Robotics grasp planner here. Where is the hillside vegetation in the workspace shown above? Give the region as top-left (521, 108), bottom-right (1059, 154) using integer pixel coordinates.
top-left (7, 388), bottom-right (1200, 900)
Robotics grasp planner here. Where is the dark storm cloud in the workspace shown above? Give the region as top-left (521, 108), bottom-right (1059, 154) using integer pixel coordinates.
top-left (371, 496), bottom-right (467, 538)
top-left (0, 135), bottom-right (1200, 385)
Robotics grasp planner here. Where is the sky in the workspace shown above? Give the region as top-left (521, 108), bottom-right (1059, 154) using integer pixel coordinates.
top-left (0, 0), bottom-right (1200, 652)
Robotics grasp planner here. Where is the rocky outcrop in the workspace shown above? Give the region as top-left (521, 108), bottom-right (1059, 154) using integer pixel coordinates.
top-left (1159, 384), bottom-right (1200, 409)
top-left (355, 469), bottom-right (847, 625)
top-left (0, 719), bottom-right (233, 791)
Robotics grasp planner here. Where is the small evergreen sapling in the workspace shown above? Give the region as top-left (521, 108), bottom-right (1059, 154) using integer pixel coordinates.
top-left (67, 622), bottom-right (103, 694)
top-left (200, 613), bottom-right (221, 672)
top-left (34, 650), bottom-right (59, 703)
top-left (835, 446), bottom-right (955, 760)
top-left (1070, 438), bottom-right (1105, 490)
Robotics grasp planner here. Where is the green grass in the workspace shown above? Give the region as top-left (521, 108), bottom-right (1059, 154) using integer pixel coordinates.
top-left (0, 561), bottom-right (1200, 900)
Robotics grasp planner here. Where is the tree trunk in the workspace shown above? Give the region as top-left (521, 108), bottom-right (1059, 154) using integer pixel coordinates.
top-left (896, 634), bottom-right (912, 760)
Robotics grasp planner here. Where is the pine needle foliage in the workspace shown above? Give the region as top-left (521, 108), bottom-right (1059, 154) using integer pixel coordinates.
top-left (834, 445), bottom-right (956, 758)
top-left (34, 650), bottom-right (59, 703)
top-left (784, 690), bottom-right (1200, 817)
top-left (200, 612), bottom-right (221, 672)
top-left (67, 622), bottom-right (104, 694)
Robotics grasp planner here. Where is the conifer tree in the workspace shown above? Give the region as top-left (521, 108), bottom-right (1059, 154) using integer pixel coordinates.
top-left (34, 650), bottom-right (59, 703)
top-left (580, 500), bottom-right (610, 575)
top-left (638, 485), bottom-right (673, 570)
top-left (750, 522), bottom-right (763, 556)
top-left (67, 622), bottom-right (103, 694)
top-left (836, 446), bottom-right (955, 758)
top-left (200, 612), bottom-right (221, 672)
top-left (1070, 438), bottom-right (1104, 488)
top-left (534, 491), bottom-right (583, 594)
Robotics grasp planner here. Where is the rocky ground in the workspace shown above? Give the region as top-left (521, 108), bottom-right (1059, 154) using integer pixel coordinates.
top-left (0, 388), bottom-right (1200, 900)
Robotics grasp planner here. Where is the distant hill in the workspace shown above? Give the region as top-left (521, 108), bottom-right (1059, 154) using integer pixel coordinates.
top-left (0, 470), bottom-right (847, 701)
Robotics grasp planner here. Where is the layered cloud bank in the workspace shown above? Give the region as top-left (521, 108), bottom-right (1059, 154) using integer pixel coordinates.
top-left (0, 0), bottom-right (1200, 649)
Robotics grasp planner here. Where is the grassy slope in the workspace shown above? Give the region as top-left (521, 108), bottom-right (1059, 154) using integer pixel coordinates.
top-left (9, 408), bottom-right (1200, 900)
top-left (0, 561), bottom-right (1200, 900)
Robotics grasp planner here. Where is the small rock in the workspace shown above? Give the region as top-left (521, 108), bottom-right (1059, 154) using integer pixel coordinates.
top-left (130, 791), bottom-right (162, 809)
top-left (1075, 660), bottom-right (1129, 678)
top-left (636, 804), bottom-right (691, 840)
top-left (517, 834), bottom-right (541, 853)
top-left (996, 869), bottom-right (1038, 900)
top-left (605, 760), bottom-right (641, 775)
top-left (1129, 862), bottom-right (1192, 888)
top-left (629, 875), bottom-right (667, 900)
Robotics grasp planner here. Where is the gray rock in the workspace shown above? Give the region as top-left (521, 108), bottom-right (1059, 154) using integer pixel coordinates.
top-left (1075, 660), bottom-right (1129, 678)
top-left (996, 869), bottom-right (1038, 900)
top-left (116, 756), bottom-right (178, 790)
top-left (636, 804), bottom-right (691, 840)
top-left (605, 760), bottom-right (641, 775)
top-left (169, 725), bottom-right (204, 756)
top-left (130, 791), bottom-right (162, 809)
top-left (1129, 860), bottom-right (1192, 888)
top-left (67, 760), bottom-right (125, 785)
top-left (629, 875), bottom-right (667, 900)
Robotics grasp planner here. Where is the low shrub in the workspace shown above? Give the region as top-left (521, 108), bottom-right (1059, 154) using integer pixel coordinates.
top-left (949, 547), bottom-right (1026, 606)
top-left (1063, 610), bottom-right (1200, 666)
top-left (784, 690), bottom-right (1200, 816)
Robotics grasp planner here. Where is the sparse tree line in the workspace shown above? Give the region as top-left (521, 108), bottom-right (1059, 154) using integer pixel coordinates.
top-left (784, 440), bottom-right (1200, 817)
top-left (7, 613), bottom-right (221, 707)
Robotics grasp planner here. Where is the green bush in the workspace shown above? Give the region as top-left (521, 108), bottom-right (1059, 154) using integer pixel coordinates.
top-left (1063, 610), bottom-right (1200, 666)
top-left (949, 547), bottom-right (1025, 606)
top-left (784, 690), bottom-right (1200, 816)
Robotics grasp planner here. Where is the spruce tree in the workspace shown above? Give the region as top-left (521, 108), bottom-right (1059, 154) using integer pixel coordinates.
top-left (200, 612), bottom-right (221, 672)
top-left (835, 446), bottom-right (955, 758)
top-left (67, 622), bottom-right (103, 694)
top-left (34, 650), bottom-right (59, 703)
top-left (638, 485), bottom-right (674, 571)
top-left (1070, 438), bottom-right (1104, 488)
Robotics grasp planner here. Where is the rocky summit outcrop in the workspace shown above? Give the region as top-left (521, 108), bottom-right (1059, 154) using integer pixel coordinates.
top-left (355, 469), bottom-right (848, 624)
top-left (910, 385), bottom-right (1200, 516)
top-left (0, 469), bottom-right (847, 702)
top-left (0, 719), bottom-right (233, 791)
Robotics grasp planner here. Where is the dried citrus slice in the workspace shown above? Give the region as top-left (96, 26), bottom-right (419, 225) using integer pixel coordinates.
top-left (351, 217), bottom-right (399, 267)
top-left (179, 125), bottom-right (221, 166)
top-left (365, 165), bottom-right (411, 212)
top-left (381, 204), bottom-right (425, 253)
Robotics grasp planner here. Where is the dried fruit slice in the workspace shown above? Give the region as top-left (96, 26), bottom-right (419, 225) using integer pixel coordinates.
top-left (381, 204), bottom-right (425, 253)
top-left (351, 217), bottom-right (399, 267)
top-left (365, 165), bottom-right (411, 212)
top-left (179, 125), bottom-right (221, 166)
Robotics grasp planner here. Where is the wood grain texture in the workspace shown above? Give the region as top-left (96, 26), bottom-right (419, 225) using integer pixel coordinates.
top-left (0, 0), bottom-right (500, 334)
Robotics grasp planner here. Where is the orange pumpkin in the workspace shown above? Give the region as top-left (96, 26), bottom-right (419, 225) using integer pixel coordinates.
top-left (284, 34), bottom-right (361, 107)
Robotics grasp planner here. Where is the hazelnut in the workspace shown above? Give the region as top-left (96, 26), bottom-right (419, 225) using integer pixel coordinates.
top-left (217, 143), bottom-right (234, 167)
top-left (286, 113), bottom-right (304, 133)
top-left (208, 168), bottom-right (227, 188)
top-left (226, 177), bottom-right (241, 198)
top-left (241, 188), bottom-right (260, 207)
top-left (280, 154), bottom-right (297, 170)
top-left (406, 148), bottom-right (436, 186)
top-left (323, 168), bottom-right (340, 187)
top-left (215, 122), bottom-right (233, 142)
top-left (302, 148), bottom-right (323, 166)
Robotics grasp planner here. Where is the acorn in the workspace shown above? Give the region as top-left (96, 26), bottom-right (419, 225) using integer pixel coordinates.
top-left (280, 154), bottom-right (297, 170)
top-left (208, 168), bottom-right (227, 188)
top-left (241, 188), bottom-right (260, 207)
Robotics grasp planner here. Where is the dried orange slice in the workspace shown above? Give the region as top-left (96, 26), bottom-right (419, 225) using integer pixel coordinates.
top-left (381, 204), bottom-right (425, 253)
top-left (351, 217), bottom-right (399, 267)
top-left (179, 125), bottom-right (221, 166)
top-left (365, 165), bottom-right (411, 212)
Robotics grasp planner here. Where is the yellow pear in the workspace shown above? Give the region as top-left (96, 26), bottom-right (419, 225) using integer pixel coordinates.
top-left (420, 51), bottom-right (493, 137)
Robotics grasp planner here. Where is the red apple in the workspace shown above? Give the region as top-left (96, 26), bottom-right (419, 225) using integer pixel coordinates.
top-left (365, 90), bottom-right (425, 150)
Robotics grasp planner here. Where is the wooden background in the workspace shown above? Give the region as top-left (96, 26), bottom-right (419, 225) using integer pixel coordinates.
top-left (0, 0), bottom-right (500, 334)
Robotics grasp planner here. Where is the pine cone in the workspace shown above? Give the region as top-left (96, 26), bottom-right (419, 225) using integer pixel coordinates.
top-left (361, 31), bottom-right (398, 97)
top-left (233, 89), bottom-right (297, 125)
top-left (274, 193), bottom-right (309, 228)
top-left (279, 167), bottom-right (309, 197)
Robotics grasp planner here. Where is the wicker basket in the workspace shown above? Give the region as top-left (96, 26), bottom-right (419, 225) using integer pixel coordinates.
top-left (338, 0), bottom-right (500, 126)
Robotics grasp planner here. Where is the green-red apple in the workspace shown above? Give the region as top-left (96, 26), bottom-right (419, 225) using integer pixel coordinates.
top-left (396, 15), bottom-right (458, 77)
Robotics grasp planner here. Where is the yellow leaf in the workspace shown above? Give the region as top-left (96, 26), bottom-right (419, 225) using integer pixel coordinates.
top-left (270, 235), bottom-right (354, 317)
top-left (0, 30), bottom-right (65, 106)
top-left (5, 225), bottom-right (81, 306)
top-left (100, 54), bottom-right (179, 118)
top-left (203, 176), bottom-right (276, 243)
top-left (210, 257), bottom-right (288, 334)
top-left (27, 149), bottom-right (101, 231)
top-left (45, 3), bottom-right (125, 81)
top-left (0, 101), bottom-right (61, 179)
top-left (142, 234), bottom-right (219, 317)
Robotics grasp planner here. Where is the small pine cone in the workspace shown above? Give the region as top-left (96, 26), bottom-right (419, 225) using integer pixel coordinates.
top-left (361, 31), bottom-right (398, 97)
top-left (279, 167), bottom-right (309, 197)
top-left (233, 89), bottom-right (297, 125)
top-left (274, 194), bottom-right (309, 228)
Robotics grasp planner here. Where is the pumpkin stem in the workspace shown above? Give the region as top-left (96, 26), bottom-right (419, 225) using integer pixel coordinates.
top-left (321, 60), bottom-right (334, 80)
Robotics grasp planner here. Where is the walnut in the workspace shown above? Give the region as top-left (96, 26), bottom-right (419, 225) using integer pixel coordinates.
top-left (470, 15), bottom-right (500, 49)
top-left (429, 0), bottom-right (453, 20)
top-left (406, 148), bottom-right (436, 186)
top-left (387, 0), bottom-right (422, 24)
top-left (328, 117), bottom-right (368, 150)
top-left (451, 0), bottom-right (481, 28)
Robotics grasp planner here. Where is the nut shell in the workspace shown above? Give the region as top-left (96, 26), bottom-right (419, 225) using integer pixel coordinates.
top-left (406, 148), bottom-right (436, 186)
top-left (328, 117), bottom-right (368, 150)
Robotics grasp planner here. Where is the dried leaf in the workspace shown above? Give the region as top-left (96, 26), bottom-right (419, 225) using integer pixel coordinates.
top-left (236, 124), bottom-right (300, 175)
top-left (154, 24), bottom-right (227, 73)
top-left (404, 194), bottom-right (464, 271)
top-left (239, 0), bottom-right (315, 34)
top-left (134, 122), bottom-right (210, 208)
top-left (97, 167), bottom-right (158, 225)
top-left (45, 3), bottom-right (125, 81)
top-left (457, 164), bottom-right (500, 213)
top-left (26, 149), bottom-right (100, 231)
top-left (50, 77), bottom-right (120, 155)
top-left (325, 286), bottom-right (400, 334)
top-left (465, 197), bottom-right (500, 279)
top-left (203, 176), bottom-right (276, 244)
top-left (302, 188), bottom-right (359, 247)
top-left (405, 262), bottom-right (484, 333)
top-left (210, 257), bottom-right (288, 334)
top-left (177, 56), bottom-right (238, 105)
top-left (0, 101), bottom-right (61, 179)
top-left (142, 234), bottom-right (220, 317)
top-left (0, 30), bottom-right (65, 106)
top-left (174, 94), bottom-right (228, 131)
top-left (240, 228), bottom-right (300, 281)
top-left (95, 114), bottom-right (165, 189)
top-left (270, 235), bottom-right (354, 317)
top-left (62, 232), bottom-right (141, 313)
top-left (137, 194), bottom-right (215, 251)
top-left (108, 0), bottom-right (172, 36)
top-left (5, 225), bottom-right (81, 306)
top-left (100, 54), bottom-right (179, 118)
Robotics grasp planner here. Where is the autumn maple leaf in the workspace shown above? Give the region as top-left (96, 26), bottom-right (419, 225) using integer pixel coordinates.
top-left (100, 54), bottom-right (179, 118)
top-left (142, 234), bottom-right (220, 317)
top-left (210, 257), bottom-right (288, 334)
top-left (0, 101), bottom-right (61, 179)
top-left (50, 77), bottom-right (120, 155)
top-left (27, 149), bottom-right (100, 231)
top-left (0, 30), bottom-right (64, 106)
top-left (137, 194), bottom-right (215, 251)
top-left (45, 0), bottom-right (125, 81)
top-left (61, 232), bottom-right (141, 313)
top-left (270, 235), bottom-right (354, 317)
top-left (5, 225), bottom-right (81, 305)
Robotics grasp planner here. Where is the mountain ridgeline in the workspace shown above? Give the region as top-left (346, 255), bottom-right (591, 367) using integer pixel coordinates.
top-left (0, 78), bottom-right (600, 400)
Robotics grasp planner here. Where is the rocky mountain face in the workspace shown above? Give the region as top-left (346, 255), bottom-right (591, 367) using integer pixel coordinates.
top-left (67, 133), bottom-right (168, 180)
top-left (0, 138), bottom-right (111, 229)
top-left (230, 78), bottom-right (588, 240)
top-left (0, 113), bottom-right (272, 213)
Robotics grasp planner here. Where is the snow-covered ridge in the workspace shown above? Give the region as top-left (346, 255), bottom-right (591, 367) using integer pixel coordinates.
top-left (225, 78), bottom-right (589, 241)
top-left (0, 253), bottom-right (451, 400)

--- AUFGABENSTELLUNG ---
Benenne „wicker basket“ in „straw basket“ um und gib dazu die Zeilen erneut aus: Beginne bei der Zeile mit „Robotics grasp planner here. Where is the wicker“ und höre nach der Zeile mit „top-left (396, 15), bottom-right (458, 77)“ auf. Alles andere bleibt unverändert.

--- LÖSUNG ---
Robotics grasp planner here. Where is the straw basket in the workspace shown above? Give the region as top-left (96, 26), bottom-right (419, 225) using integer pixel coordinates.
top-left (338, 0), bottom-right (500, 126)
Robotics grasp planner here. Where is the green-red apple in the workspace shown above? Give the region as top-left (96, 26), bottom-right (419, 225) using integer pixel coordinates.
top-left (396, 15), bottom-right (458, 77)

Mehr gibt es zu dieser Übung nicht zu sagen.